TRAVAIL DEMANDÉ:
(1) Restituez mot pour mot le passage du texte sur les adversaires de la laïcité qui va de « Depuis le 10 » à « dans notre République. ».
(2) Poursuivez le texte sur les adversaires de la laïcité après sa dernière phrase.

━━━ EXTRAIT CHOISI ━━━

Les dix armes des adversaires de la Laïcité.
Depuis le 10 décembre 1905, c'est-à-dire dès le lendemain de l'adoption de la loi instituant la Séparation des églises et de l'Etat et le principe de la Liberté de Conscience, les cultes se déchainent contre cette loi qui fonde l'esprit de liberté de conscience dans notre République.
Si l'église catholique a pris la première l'offensive, n'acceptant que contrainte et forcée la loi républicaine, c'est parce que cette loi, en radiant les communautés religieuses de l'enseignement, leur a retiré le contrôle des consciences que l'ancien régime leur accordait.
Les autres cultes ont adopté des attitudes différentes. Les cultes juif et protestants ont accepté, très rapidement les règles républicaines.
Mais il n'en est pas de même du culte musulman qui, au fil de son développement sur le territoire national, a vu s'affirmer une large fracture interne entre ceux qui acceptent les lois républicaines et ceux qui affirment une volonté d'hégémonisme autour de la Charia, incompatible avec l'esprit de nos lois.
Tels sont les constats sur la qualité de notre vie citoyenne que l'actualité met en relief avec cette Xème version de la crise du voile, intraitée depuis l'affaire de Creil de 1989.
Il est utile de revenir sur dix armes qu'utilisent les adversaires de la laïcité.
1 - Laïcité has been : L’offensive des néo-conservateurs.
Les bases de l'humanisme laïque sont sapées par un travail idéologique conduit par ce qu’il conviendrait d’appeler les « Anti-Lumières » ou encore les « néo-conservateurs », qui contestent les bases de l'édifice républicain, et notamment son objectif d'émancipation de tout dogme et de toutes tutelles.
Plusieurs axes :
La philosophe Juliette Grange[1] décrit et analyse cette offensive idéologique, depuis les années 70 et qui s’est déployée d’une manière très significative avec « La Manif pour Tous » ou les manifestations du « Printemps Français ».
« Depuis les années 2000, des groupes jusqu'alors discrets (Ichtus, Institut Montaigne, Opus Dei) ciblent le "grand public éclairé" en faisant croire que les idées passéistes et réactionnaires, voire fantaisistes, sont l'objet des recherches les plus sérieuses. »[2]
Il s’agit pour eux, de démontrer que la société républicaine, empreinte d’humanisme laïque, ne pourrait plus être la réponse adéquate aux besoins de la société.

━━━ DONNÉES ENREGISTRÉES ━━━

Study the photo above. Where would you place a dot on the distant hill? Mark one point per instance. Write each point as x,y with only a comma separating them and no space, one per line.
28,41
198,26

━━━

RÉPONSES FOURNIES:
(1)
Depuis le 10 décembre 1905, c'est-à-dire dès le lendemain de l'adoption de la loi instituant la Séparation des églises et de l'Etat et le principe de la Liberté de Conscience, les cultes se déchainent contre cette loi qui fonde l'esprit de liberté de conscience dans notre République.

(2)
Et l’on voit apparaître, comme en écho, une nouvelle idéologie réactionnaire l’ILLIBERALISME depuis 2014 autour de la Hongrie de Viktor Orban, suivie de la Pologne de Jaroslaw Kaczyński puis de l’Italie de Mattéo Salvini et Luigi Di Maïo.
2 - Laïcité tronquée : L’extrême droite : laïcité versus Islam.
Ce travail de sape s’appuie sur une conception tronquée de la Laïcité. Certains extrémistes, notamment l’extrême droite, développent leur combat en une opposition entre chrétiens, plus spécialement catholiques, et musulmans. La radicalité de certains propos anti musulmans, amplifiée dans les périodes électorales, est patente. Et ces propos font mouche sur un électorat sensible aux déclarations racistes.
3 - Laïcité « plurielle » : Le communautarisme, religion, secte, particularisme.
La Laïcité consisterait à accepter l’existence de doits différenciés au nom de la Liberté. C’est le Communautarisme où s'expriment des revendications spécifiques, dérogatoires aux lois de la République, le droit commun. On l'a vu à propos des menus scolaires, des dates d'organisation des examens, du port de vêtements ou de bijoux ostensibles, des heures d'ouvertures des piscines différenciées en fonction du sexe, des dérogations aux obligations scolaires. Toutes s’appuient sur des raisons religieuses.
4 - La Laïcité raisonnable : « Les accommodements raisonnables ».
C’est un concept issu du droit du travail, décrit dès 1985 par la Cour suprême du Canada, qui recherche un compromis entre les règles du droit commun et les exceptions accordées pour des motifs communautaires ou religieux.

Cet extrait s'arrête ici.